• **AVAILABLE DATA**:
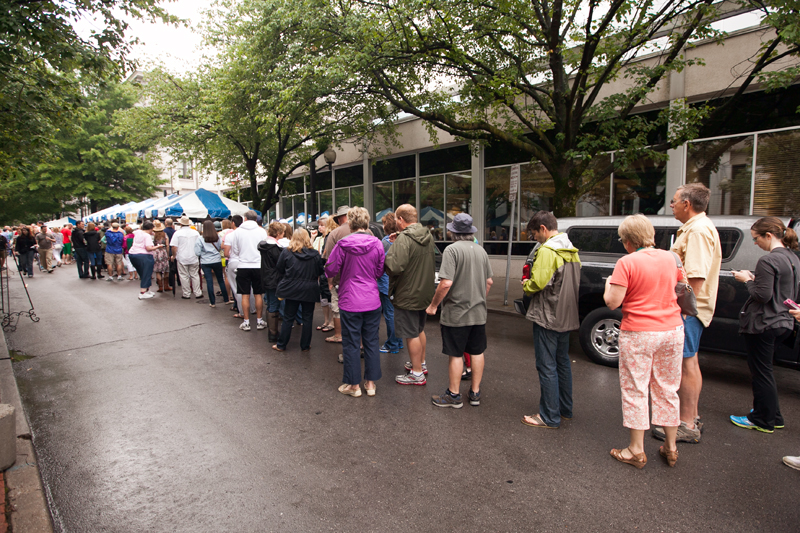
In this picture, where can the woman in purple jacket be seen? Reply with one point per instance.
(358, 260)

--

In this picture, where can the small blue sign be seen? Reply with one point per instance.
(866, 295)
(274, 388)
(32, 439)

...

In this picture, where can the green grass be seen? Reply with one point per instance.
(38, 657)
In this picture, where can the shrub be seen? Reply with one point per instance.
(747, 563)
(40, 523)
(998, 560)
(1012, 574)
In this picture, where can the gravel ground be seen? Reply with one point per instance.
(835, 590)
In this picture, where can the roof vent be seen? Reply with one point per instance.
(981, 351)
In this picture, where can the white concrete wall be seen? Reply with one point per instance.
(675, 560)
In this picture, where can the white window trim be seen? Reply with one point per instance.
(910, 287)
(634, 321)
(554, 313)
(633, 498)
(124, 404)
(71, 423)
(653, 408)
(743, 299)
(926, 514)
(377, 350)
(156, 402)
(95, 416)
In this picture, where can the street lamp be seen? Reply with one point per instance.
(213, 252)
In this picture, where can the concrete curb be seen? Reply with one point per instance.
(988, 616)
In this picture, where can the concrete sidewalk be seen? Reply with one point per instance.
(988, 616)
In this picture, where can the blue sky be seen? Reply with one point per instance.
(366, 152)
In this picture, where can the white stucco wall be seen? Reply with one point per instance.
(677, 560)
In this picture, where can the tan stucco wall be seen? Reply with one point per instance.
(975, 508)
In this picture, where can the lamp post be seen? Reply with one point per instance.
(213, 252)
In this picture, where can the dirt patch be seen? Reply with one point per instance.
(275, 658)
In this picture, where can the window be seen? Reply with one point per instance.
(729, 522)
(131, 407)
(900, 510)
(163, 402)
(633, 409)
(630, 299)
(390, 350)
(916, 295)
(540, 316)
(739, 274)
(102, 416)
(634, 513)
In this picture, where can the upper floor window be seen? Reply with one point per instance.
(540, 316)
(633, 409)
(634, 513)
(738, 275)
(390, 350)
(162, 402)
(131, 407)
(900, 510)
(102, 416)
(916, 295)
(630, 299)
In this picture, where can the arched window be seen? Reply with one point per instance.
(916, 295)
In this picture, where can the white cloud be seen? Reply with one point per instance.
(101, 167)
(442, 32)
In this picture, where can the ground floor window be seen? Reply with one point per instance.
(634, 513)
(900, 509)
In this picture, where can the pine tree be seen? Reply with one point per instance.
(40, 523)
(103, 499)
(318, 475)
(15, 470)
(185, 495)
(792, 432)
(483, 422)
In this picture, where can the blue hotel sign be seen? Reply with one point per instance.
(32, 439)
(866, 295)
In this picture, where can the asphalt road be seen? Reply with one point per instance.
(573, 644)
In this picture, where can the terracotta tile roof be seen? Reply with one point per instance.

• **ABOUT THIS TASK**:
Starting at the line above that contains "In this picture, where can the white stucco", repeat each line exactly up to and including the line that contains "In this picture, where can the terracotta", and stop there.

• **OUTPUT FOR THIS EXERCISE**:
In this picture, where can the white stucco wall be seen? Reply with one point per instance.
(677, 560)
In this picture, where can the tan stucco wall be seen? Reply with one point per instance.
(975, 508)
In this picture, where can the lamp post be seen? Reply with one point per instance.
(213, 252)
In this picture, where can the dirt patch be seen? Reply with one point per instance.
(275, 658)
In this picture, where can the window be seen? Reply with one point per instance.
(729, 522)
(131, 407)
(900, 510)
(163, 402)
(633, 409)
(630, 299)
(390, 350)
(916, 295)
(540, 316)
(739, 274)
(102, 416)
(634, 513)
In this picture, where can the upper floor window be seen? Reply with one point per instance.
(540, 316)
(633, 409)
(634, 513)
(738, 275)
(390, 350)
(162, 402)
(131, 407)
(900, 510)
(102, 416)
(916, 295)
(630, 299)
In this picture, where can the arched window be seen? Reply with one point per instance.
(916, 295)
In this picture, where can the white cloud be seen? Reply with one point per instance.
(101, 167)
(442, 32)
In this picture, where can the ground floor window be seen? Reply with one point per instance.
(634, 513)
(900, 509)
In this picture, where can the pine tree be seen? Reply with one point per instance.
(40, 523)
(103, 499)
(318, 475)
(15, 470)
(185, 495)
(792, 432)
(483, 422)
In this picture, where can the blue hotel sign be seen? Reply with one point per instance.
(32, 439)
(866, 295)
In this picture, where can the asphalt road be seen? Reply with one point per instance.
(573, 644)
In this picture, where can the terracotta tile roof be seen? Reply with one point per instance.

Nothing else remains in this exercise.